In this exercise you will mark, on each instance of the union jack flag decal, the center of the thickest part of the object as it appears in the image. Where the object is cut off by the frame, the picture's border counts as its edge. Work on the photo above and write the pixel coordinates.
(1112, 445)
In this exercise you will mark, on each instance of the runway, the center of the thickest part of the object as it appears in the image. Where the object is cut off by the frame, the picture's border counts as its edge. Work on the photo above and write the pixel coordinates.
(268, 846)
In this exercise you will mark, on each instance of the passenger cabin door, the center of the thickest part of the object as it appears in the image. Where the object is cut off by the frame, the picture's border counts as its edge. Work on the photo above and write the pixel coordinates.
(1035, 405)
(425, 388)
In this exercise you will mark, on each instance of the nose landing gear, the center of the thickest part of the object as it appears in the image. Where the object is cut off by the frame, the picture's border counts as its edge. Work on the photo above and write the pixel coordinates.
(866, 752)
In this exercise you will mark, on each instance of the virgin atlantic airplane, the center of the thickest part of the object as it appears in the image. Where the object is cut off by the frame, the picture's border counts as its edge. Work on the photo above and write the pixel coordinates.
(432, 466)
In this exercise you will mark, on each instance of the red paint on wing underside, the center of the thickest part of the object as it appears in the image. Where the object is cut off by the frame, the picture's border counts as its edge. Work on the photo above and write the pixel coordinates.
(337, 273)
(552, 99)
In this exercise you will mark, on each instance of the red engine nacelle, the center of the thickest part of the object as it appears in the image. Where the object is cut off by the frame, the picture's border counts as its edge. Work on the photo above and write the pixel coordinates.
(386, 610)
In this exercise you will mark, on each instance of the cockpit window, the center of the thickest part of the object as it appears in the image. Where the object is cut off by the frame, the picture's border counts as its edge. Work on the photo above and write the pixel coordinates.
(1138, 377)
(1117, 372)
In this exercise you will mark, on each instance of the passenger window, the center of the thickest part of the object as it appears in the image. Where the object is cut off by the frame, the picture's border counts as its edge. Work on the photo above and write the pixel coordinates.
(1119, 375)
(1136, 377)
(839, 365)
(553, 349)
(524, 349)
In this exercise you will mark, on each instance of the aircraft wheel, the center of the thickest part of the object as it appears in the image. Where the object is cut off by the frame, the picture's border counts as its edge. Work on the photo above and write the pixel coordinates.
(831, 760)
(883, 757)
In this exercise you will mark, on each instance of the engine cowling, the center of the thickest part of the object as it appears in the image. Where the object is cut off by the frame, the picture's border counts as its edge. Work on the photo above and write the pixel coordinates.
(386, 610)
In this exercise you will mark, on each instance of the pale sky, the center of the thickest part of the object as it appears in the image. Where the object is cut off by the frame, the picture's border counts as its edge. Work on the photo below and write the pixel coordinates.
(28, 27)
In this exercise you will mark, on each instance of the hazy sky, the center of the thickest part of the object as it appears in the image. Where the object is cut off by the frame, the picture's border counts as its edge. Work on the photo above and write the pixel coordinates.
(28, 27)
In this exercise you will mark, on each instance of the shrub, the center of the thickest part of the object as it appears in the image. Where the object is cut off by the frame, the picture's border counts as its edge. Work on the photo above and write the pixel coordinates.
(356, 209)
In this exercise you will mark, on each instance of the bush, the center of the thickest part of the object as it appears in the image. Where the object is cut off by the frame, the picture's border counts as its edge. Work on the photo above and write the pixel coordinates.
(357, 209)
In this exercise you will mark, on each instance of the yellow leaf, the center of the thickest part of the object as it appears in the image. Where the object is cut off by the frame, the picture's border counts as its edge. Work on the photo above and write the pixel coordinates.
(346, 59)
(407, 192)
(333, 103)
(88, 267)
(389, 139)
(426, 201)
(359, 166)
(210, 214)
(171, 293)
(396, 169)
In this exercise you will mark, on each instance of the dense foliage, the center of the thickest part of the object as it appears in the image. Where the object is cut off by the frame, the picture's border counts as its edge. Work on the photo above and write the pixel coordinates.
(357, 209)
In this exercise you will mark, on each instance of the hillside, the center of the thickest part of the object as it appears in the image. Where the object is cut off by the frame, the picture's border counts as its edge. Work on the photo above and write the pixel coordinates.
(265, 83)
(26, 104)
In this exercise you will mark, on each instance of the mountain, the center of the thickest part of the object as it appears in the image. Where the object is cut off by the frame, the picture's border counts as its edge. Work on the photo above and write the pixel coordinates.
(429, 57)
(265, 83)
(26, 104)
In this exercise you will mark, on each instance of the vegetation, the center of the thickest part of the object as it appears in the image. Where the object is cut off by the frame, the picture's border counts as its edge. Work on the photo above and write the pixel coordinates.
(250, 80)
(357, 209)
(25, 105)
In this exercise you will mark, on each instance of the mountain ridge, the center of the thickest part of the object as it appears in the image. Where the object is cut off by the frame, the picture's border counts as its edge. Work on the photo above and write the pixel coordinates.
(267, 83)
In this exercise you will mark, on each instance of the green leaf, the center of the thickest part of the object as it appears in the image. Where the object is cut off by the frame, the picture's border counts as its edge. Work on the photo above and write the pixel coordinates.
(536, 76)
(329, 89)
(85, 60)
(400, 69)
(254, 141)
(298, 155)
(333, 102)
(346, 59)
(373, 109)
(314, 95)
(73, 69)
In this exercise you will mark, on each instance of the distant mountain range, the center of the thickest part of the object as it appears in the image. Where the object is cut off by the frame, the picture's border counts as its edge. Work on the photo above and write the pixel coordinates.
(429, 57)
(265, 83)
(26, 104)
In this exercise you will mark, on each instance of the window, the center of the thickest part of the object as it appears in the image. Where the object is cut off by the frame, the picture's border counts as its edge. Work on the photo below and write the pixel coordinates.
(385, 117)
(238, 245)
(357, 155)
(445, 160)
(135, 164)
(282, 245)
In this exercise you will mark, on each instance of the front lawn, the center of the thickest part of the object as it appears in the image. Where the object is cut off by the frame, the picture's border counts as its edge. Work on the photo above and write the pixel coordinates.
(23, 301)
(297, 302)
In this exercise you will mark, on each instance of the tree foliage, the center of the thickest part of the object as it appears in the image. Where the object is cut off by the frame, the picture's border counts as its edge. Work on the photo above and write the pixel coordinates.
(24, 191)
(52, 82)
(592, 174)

--- --- ---

Write the listing out again, exactly as shown above.

In this exercise you will mark, on each instance of the union jack flag decal, the center of the thickest part of the object as it appears in the image. Where the object is cut off by the frame, the picture's border counts as its edge. Work on the photo above and write the pixel coordinates.
(1112, 445)
In this exercise you will mark, on each instance of the runway, the center of the thickest part of the object as it appears in the image. Where the object is cut off by the frame, the picture's border counts as its edge. Work on the photo above and write the pixel coordinates.
(268, 846)
In this exercise you will mark, on each instance of the passenger cabin door, the center of the thickest part of the object as it appears in the image. Where the object is cut off by the frame, the picture's border counts as its edge. Work on the photo above and write the pixel coordinates.
(1035, 405)
(425, 388)
In this exercise you will mark, on each instance of the nose landing gear, the center of the thickest part of the object as it appears in the image. Where the object is cut off by the frame, the picture's border counts as its edge. Work on the photo above and write the pixel coordinates.
(866, 752)
In this exercise you will mark, on each instance of the virgin atlantic airplane, the center of the thickest part of the object as it appears in the image. Where the object is cut off by the frame, the picture's border counts as its edge. Work on the photo above and write the pixel coordinates.
(432, 466)
In this exercise you will mark, on each instance of the red paint on wing underside, the center of the thickest part of the object as it appears in the image. Where the object is cut off by the frame, the picture's border counts as its edge. Work on the photo above and write the pixel coordinates.
(337, 273)
(552, 99)
In this exercise you will mark, on each instance of the red engine nacelle, the center of the thickest part of the object as it appears in the image. Where the object is cut off by the frame, the picture's border counts as its edge. Work on the photo above and write the pixel coordinates.
(386, 610)
In this exercise you will mark, on each instance of the cockpit window, the center of the thickest part of the object as it appears in the image. Where the object is cut off by the frame, the picture's border counts as its edge. Work on the photo above and write the pixel coordinates.
(1138, 377)
(1117, 372)
In this exercise you will mark, on each instance of the passenger window, the center of the thickest part of the object as it appears in the image. Where the object is cut off by the frame, the picture's border counts as its edge. Work on the photo above and write the pixel coordinates.
(1119, 375)
(1136, 377)
(839, 365)
(553, 349)
(524, 349)
In this exercise you will mark, on each instance of the aircraft wheel, the center of the thickest part of the object as it appears in the image. Where the object is cut off by the frame, the picture's border counts as its edge. Work on the photo above and write the pixel coordinates.
(831, 760)
(883, 757)
In this exercise you will mark, on each instance of the engine cowling, the center of the thickest part of the object as it appears in the image. Where the object is cut off by the frame, the picture's border counts as its edge. Work on the photo above and write the pixel coordinates.
(386, 610)
In this exercise you will mark, on each instance of the pale sky, the center of the thickest part of the object as it appears in the image. Where the object is cut off by the frame, the picture's border counts as its edge. Work on the photo below and write the pixel coordinates.
(28, 27)
In this exercise you will mark, on each instance of the hazy sky, the center of the thickest part of the object as it appears in the image. Where the object is cut off by the frame, the picture's border counts as its edge. Work on the photo above and write the pixel coordinates.
(28, 27)
In this exercise you will mark, on each instance of the shrub, the center of the thickest part of the object as it appears in the image. Where the object is cut off by the frame, the picture's border counts as its edge. Work on the photo above and write the pixel coordinates.
(356, 209)
In this exercise you will mark, on each instance of the bush, the center of the thickest part of the object as it appears in the image. Where the object is cut off by the frame, the picture's border counts as its edge. Work on the photo above and write the pixel coordinates.
(357, 209)
In this exercise you will mark, on each instance of the yellow leaf, the center of the thickest part of the object as it appears in the image. Where the object is cut off by the frame, the picture's border counts as its edge. Work on the photo above and write the pixel coordinates.
(346, 59)
(407, 192)
(333, 103)
(88, 267)
(389, 139)
(426, 201)
(359, 166)
(210, 214)
(171, 293)
(396, 169)
In this exercise you will mark, on each instance of the dense foliage, the center of the thickest part of the object as it appears in the image. Where the object is cut off by the frame, the picture's border counts as its edge. Work on the photo above and write the pixel coordinates.
(357, 209)
In this exercise you will mark, on each instance of the hillside, the center of the thickest part of the object as it appears in the image. Where the object is cut off by the frame, the picture's border counts as its edge. Work on the photo above and write the pixel coordinates.
(265, 83)
(26, 104)
In this exercise you will mark, on each instance of the mountain, the center of the thickest part of the object as it appears in the image. Where the object is cut off by the frame, the picture's border counts as its edge. Work on the photo above and write the pixel coordinates.
(429, 57)
(265, 83)
(26, 104)
In this exercise you will mark, on each instance of the vegetation, the center of the thickest part of the object as it appears in the image. Where the object is cut off by the frame, the picture's border counts as its edge. Work on the photo above and write the pixel coordinates.
(250, 80)
(357, 209)
(25, 105)
In this exercise you will mark, on each instance of the mountain ridge, the center of the thickest part of the object as it appears in the image. Where the object is cut off by the frame, the picture's border counts as its edge. Work on the photo above and write the pixel coordinates.
(267, 83)
In this exercise you will mark, on each instance of the green leaf, the center of the thickest part of the object as it appears in the image. Where the object is cut off by the frame, the picture's border counts as its edge. Work on the photo above and write the pixel coordinates.
(536, 76)
(329, 89)
(85, 60)
(400, 69)
(254, 141)
(298, 155)
(333, 102)
(346, 59)
(373, 109)
(314, 95)
(73, 69)
In this exercise you will mark, on each instance of the distant mountain range, the center of the thickest part of the object as it appears in the image. Where the object is cut off by the frame, the picture's border counts as its edge. Work on the photo above and write the pixel coordinates.
(429, 57)
(265, 83)
(26, 104)
In this exercise you will mark, on each instance of the window, the center of the thickest part of the object as it appears in the image. Where the object is cut off by the frame, the picture's border counts as its edge. Work on the photo below and write the pixel coordinates.
(385, 117)
(238, 245)
(357, 155)
(445, 160)
(135, 164)
(282, 245)
In this exercise you will mark, on each instance of the front lawn, the center of the thickest part of the object as it appears in the image. Where the object is cut off by the frame, the picture's border counts as its edge. Work on the photo above and write the pixel coordinates.
(23, 301)
(297, 302)
In this exercise you will mark, on each instance of the tree foliage, the center of the thickest part of the object as it appears in the image. Where the object is cut off by the frame, the picture's border counts as its edge. Work on the photo above and write the pixel coordinates.
(24, 191)
(52, 82)
(592, 174)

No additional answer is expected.